▸ Reading text:
Pancreatic Cancer Research Center Is Announced

By David March
Johns Hopkins Medicine

Cancer specialists at Johns Hopkins have announced the start of a collaborative research initiative focused on developing novel means of earlier diagnosis and treatment of pancreatic cancer, which kills nearly 31,000 Americans each year and has one of the lowest survival rates for any type of cancer. With $10 million in funding from the Sol Goldman Charitable Trust, a New York-based philanthropy with historic ties to Baltimore, the new initiative will support a team of more than 12 faculty and young researchers.

"Pancreatic cancer kills most patients within five years of their diagnosis, and most of them within one to two years, yet research has been chronically underfunded," said pathologist Ralph Hruban, a professor at the School of Medicine and Kimmel Cancer Center, who will lead the research effort. "With support from the Goldman Trust, our team of young and established researchers will advance our understanding of this mercurial form of cancer, which is largely unresponsive to existing and conventional therapies of surgery and chemotherapy. Our hope is that the discoveries made by this team will also benefit patients fighting other forms of cancer."

▸ Prompt:
In the announcement about the pancreatic cancer research center, how much funding is the new initiative receiving, and from whom?

▸ Raw data:
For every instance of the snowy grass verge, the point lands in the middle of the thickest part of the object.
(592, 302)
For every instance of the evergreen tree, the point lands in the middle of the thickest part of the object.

▸ Solution to the exercise:
$10 million from the Sol Goldman Charitable Trust.